- _AVAILABLE DATA_:
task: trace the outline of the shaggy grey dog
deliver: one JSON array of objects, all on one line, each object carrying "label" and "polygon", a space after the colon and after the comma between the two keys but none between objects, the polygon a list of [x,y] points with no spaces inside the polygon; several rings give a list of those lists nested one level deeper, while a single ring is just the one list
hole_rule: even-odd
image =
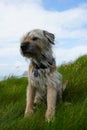
[{"label": "shaggy grey dog", "polygon": [[40,29],[30,31],[21,40],[21,54],[31,61],[25,116],[33,113],[34,102],[45,101],[45,117],[50,121],[55,115],[57,97],[62,99],[66,84],[62,85],[62,75],[56,69],[52,53],[54,40],[54,34]]}]

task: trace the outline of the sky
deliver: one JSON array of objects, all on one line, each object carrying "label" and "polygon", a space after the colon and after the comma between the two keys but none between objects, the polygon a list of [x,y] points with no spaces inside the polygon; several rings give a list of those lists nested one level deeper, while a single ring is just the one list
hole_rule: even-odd
[{"label": "sky", "polygon": [[87,0],[0,0],[0,76],[27,70],[20,40],[36,28],[55,34],[57,66],[87,54]]}]

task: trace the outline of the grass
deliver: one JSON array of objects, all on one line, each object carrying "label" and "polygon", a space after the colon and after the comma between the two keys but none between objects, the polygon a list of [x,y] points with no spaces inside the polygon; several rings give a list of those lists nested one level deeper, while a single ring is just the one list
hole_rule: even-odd
[{"label": "grass", "polygon": [[[24,118],[27,79],[10,77],[0,82],[0,130],[87,130],[87,55],[58,68],[69,81],[54,120],[44,120],[46,105],[37,105],[32,117]],[[65,105],[65,102],[71,105]]]}]

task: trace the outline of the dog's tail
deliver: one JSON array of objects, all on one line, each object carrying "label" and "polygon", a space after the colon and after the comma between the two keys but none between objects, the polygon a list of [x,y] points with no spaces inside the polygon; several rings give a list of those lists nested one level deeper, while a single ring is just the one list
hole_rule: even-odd
[{"label": "dog's tail", "polygon": [[66,80],[66,81],[63,83],[63,91],[66,89],[67,85],[68,85],[68,80]]}]

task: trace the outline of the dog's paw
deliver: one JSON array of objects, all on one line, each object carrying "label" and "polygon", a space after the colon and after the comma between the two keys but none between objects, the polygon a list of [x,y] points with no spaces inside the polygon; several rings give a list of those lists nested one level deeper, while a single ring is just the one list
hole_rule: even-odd
[{"label": "dog's paw", "polygon": [[50,122],[54,119],[55,110],[47,110],[45,114],[45,118],[47,122]]},{"label": "dog's paw", "polygon": [[33,113],[34,113],[33,110],[25,111],[24,117],[29,117],[29,116],[31,116]]}]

- _SHORT EXERCISE_:
From the line containing "task: trace the outline of the dog's paw" to the last line of the material, please quote every line exactly and only those.

- _SOLUTION FOR THIS EXERCISE_:
task: trace the outline of the dog's paw
deliver: one JSON array of objects, all on one line, each object carrying "label" and "polygon", a space after the colon and after the comma between the two keys but none between objects, the polygon a list of [x,y] points with no spaces inside the polygon; several rings give a list of those lists nested one level deeper, while a single ring is just the one list
hole_rule: even-odd
[{"label": "dog's paw", "polygon": [[50,122],[54,119],[55,110],[47,110],[45,114],[45,118],[47,122]]},{"label": "dog's paw", "polygon": [[33,113],[34,113],[33,110],[25,111],[24,117],[29,117],[29,116],[31,116]]}]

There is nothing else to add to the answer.